*** Opening Text under study ***

Tag Archives: my ipod

My iPod #436: Steriogram – Go

Today’s song is by New Zealand based punk rock/rap band Steriogram. The group had a lot of their success about a decade ago with the song “Walkie Talkie Man” which featured in an iPod advert and had a creative video made for it with Michel Gondry as director. That’s probably as much as we know about them over in the UK. But they were still very popular in their homeland, and released a few other songs as singles from their debut album Schmack! – “Go” was one of them.

The narrator of “Go” expresses a desire to leave a boring, monotonous ‘country town’; despite the sulking and complaining he doesn’t follow this wish through, realising that moving this decision will possibly be a big step for his life. Eventually the repetitiveness of life becomes too much, and the song ends when the narrator finally decides to leave.

I’ve known this song for a long time. Probably since about the summer going from Year 7 to Year 8. I can’t really remember why I was looking for Steriogram videos then, seeing as they hadn’t been heard from for years. But there you go. I would say that “Go” is one of the most safer tracks on Schmack!, it has a steady and chill tempo to it but it never really veers in any direction except for when the chorus hits. But I still like it, just because I’ve heard it many a time. It’s alright.

My iPod #435: The Who – Glow Girl

“Glow Girl” closes out the 1995 reissue of The Who Sell Out, The Who’s third album which was originally released in 1967. The song was recorded during 1968, and was planned to be on an album entitled “Who’s for Tennis?” which obviously never came to be. It captures the band at their most poppy phase with jangly guitars and sweet vocal harmonies that last throughout the song, but still manages to contain that rock edge via the swaggering basslines and erratic drum fills.

*** Closing Text under study ***
*** Opening Material provided ***

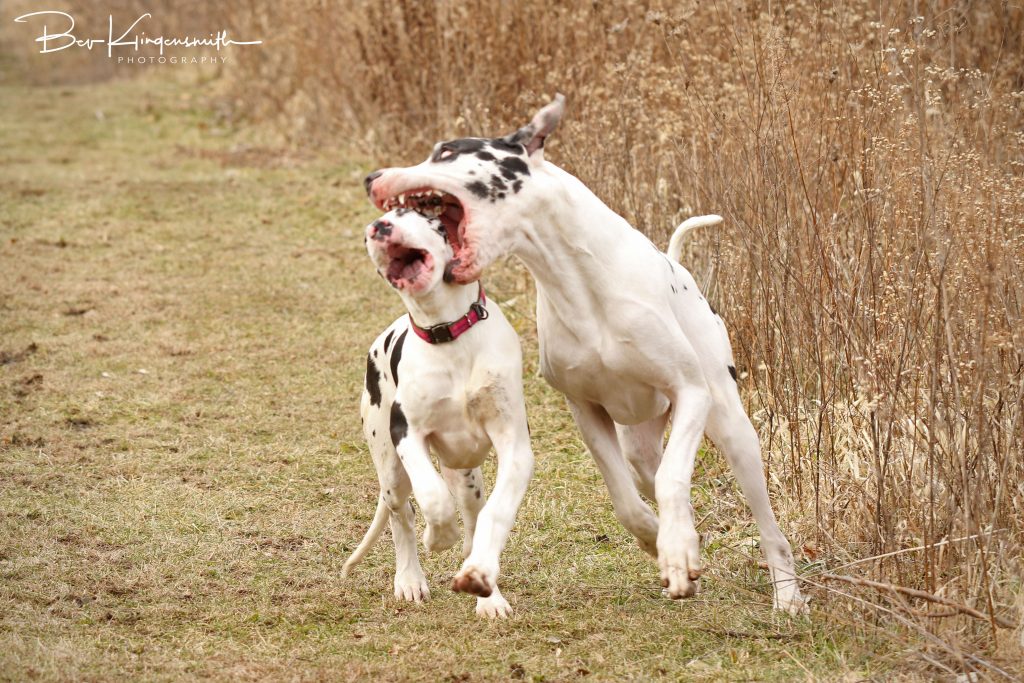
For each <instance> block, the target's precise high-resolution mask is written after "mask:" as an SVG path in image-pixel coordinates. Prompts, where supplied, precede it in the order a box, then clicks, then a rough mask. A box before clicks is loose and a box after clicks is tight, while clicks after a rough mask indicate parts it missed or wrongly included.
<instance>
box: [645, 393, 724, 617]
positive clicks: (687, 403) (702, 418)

*** Closing Material provided ***

Work required = Continue the "My iPod" blog posts about individual songs, starting right after the last sentence of the entry on The Who's "Glow Girl".

Output below =
Despite the light and heartwarming tone the song details the scene where people are getting on a flight which unfortunately crashes shortly after taking off. But after an instrumental break of guitar string scrapes the song comes to the pleasant conclusion in which the “glow girl” is born. To a “Mrs. Walker”, funnily enough. That caught me by surprise when I listened to it for the first time too. Does that mean Pete Townshend just stole bits from this track and “Rael 1” and inserted them into “Tommy”, or did he have that music planned all along? Who knows.

The thing I know is, after more than an hour or so of great music and a few mock adverts, “Glow Girl” with its pleasant overtones and silly mock-Sgt.Pepper locked groove is the perfect way to cap off the “Who Sell Out” listening experience.

My iPod #434: Blur – Globe Alone

“Globe Alone” is the twelfth track on Blur’s fourth album “The Great Escape” in 1995. I like that album; I think it’s okay. But there are plenty who wouldn’t put it at the top of their favourite Blur album list due to the ‘faux-grandiosity’ or ‘pomposity’ some sensed in the lyrics and music. Brass is used in a lot of tracks too. Though being recorded at the height of the band’s success during the Britpop ‘movement’ during the mid-90s may have had something to do with it. But it’s on “Globe Alone” where, apart from the presence of a synthesizer and an organ in some parts, the guitar, bass, and drums take full control of the song’s momentum.

The lyrics in this case detail the life of a person who is only interested in the latest trends and what he sees on television adverts which is all well and good, but the music they are set against makes the second-shortest song on the album one of the craziest ones on there to listen to. Graham Coxon provides a wild performance with a roaring delivery during the choruses with vigorous string bends and messy guitar lines, Damon Albarn yells out every lyric from the high chest with barely any breaks, Dave Rowntree pulls off some of his best drumming in the track with a constant thrashing of the high-hat and several quickfire drum rolls, and Alex James ties it all together with a smooth bassline.

Blur changed their style for a more guitar-oriented aesthetic on their next album in 1997, and it is “Globe Alone”, which tends to be overlooked by, that could be seen as the precursor of that evolution. One of the most enjoyable to listen to from “The Great Escape”.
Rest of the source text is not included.